*AIM 1:* According to the faculty profile of Dor Abrahamson, at which university was the Ph.D. in Learning Sciences earned?
*AIM 2:* Carry on writing the faculty profile of Dor Abrahamson, picking up right after its final sentence.

*DOCUMENT SEGMENT:*

++++

Dor Abrahamson

Contact:

About Me:  A member of faculty at UC Berkeley's Graduate School of Education, I am an Associate Professor of Secondary Mathematics Education in the Area of Cognition and Development. I was born in Haifa, a gorgeous, diverse, and harmonious city straddling the ever-green Mt. Carmel on the Mediterranean littoral. I got an MA in cognitive psychology from Tel Aviv University and a Ph.D. in Learning Sciences at Northwestern University, then was a postdoctoral fellow at the Center for Connected Learning and Computer-Based Modeling. Also, I am a cellist. And a dad :)

Research Interests:  I care about mathematics learning. I am equally passionate about building activities for learning and building theory of learning. Design-based research allows me to do both. I use the practice of designing activities as a context for conducting empirical research, and then findings from the research lead to new insights about the nature of learning, which in turns lead to better design, and so on. In a sense, I investigate processes of learning and teaching through attempting to enhance their potential: I study not "what is" but "what could be." The lab works with technologies ranging from paper and marbles to touchscreen tablets, agent-based simulations, motion capture, eye-tracking sensors, and artificial intelligence. We're trying to scale up our reach, so that any kid with access to a computer can work with our activities.

I publish about theory of learning and about methods for creating activities for learning. My focus has been on creating and modeling situations in which learners coordinate between informal and formal views of phenomena, because that is how I think about concpetual learning. I want to empower students to "get it right," and so I build situations where they can use their naive sensory perceptions, intuitive judgments, and physical coordination to interact productively with a set of materials, but then I introduce mathematical perspectives as complementary ways to "get it right." I study the micro-moments as students figure out what the mathematical views enable them, whether they should adopt these alternative ways of engaging the world. I am curious how teachers facilitate these fragile processes through speech and gesture, cues, clues, and metaphors. I use constructivism, social cultural theory, and ecological dynamics so as to make sense of these reconciliations.

 
 
  The Abduction of Peirce: The missing link between perceptual judgment and mathematical reasoning?
(Berkeley neuro-philosophy, 2008)
Body of Knowledge: Grounding Mathematical Concepts in
Embodied Interaction
(Learning & the Brain, 2015)
Cultivating Mathematical Concepts: Insights From Ecological Dynamics (Utrecht symposium on
embodied design, 2015)
The Eye Trick: grounding proportion in perceptual judgment Project Proportion: learning proportion with the multiplication table ProbLab: a suite of simulated probability experiments Seeing Chance: concrete and virtual probability experiments Kinemathics: fostering the sentorimotor roots of proportion GEVAMT: building a virtual animated mathematics tutor

I've researched a range of mathematical concepts. For my doctoral dissertation, I used the multiplication table as a source for learning about proportion. During my post-doc, I worked in a computational modeling environment to build ProbLab, a suite of interactive simulations for probability. At Berkeley, the Seeing Chance project further investigated whether students could coordinate informal and formal visualizations of randomness. Then Kinemathics investigated the sensorimotor roots of proportional reasoning.

++++

*RECORD SET:*
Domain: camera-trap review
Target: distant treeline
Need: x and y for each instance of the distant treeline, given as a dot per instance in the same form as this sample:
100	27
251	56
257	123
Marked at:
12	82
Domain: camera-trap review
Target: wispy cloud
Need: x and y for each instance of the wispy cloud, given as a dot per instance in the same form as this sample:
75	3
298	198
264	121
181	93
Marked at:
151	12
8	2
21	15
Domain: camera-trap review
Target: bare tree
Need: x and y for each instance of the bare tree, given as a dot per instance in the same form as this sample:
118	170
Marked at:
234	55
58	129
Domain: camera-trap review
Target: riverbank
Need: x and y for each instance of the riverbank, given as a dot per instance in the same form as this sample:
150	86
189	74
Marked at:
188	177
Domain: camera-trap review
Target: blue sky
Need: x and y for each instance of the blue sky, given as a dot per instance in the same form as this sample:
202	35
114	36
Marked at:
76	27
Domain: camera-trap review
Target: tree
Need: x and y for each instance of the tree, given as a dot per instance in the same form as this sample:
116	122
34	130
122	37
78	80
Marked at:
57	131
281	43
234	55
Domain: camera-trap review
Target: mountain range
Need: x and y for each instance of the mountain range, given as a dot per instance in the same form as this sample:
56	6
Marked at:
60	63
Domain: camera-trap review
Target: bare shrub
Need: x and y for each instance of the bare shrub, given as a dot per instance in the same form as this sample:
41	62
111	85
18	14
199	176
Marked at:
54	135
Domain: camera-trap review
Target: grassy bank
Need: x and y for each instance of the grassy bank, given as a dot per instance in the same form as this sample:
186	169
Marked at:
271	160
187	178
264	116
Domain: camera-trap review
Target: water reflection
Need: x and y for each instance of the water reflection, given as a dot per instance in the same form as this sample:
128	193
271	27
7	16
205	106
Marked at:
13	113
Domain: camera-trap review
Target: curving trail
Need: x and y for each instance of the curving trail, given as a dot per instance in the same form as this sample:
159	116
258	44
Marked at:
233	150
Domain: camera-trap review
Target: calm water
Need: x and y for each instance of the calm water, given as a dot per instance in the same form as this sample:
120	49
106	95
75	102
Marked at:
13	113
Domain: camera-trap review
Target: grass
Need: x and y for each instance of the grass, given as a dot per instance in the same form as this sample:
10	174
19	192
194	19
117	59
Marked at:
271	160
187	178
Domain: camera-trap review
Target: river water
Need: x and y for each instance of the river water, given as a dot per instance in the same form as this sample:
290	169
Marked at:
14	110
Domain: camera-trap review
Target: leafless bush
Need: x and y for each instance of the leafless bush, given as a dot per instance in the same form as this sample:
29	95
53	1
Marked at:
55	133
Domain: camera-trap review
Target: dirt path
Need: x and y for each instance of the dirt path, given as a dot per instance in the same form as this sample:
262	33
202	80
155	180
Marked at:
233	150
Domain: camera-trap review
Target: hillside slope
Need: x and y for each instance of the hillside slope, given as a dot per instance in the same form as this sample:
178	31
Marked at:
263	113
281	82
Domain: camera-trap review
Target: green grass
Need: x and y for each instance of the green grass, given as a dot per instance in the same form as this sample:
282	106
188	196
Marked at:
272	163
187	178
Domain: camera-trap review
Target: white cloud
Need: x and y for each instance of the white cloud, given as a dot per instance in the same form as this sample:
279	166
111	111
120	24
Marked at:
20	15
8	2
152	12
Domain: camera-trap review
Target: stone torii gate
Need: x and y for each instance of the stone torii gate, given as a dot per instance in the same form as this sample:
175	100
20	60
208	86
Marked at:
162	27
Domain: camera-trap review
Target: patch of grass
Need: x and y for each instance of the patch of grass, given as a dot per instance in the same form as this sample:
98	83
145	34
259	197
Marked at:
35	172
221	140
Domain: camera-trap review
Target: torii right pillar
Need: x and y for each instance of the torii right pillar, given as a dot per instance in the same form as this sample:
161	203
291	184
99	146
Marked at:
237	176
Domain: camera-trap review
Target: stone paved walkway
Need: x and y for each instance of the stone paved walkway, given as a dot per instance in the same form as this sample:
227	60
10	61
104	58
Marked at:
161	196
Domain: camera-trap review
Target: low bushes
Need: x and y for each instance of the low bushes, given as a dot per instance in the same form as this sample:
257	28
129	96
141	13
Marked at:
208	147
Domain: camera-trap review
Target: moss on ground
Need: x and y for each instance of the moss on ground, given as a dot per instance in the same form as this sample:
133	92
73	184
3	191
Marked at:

++++

*EXERCISE RESULT 1:* Northwestern University.

*EXERCISE RESULT 2:*
Current Research Focus:  Funded by the National Science Foundation, we are collaborating with UC Davis researchers to create Maria the humanoid virtual pedagogical agent. Maria lives in a large touchscreen. She teaches you how to move your hands in new ways that lead to learning new mathematical concepts.

 
On Dec. 15, 2011, at approximately 12:54:50 PM PST, I was promoted to Associsate Professor with tenure. You can read the statement I submitted in Summer 2010, which elaborates on my work up to then.
 

If you're interested in joining the lab, please don't be shy -- just drop me an email.

Graduated Doctoral Students:

  • Sneha Veeragoudar Harrell: Second Chance in First Life: Fostering Mathematical and Computational Agency Among At-Risk Youth (2009; then two-year post-doctoral fellow at TERC)
  • Dragan Trninic: Body of Knowledge: Practicing Mathematics in Instrumented Fields of Promoted Action (2015; then post-doctoral fellow at the National Institute of Education, Singapore)
  • José F. Gutiérrez: Signs of Power: A Critical Approach to the Study of Mathematics Cognition and Instruction (2015; then post-doctoral fellow at the University of Wisconsin, Madison)
  • Tim Charoenying: Fostering Embodied Coherence: A Study of the Relationship Between Learners’ Physical Actions and Mathematical Cognition (2015; then software developer in Colorado)
  • Yue-Ting Siu: A Virtual Water Cooler: The Ecology of an Online Community of Practice to Support Teachers’ Informal Learning (2015; now tenure-track position at San Francisco State University)
  • Kiera Naomi Phoebe Chase: Building Algebra One Giant Step at a Time: Toward a Reverse-Scaffolding Pedagogical Approach for Fostering Subjective Transparency Through Engineering Levels of Interaction With a Technological Learning Environment (2015)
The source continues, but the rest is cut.